[Records from a point-labeling set]

%%

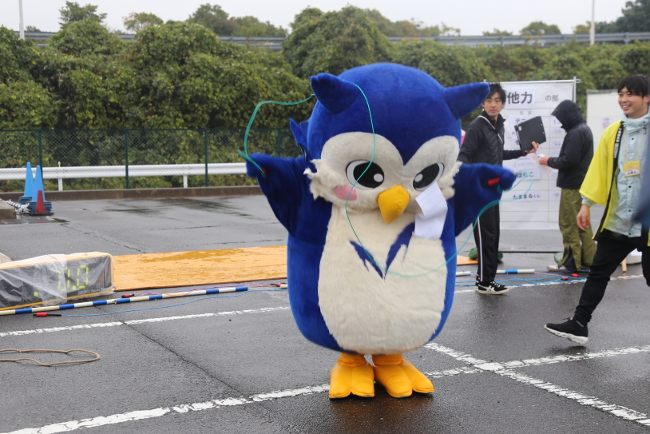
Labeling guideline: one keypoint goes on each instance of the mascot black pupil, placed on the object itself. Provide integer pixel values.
(373, 177)
(426, 177)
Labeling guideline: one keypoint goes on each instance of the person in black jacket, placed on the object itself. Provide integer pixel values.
(572, 164)
(483, 143)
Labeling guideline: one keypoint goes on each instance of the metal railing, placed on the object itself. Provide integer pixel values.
(274, 43)
(184, 170)
(97, 159)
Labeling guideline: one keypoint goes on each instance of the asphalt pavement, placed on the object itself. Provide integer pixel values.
(236, 363)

%%

WRITTEN EXERCISE - Reproduce every line of the entries above verbatim, omitting the pictures.

SOLUTION -
Labeling guideline: one keypoint goes on each instance of the mascot black pupil, placed on the object itself. Provide integer pixel values.
(373, 177)
(426, 177)
Labeling guideline: one keypoint goes on each instance of the person in black jacket, placed on the object itself. Provide integer pixel values.
(572, 164)
(483, 143)
Labeling guideline: one keypoint goes on each instance of the metal railing, placed on the object itself. Provide integer pixel values.
(274, 43)
(184, 170)
(97, 159)
Labeling guideline: one keypoint goes on each instance of the asphalt pavement, placed on the object itself. Provide integer pixel values.
(236, 363)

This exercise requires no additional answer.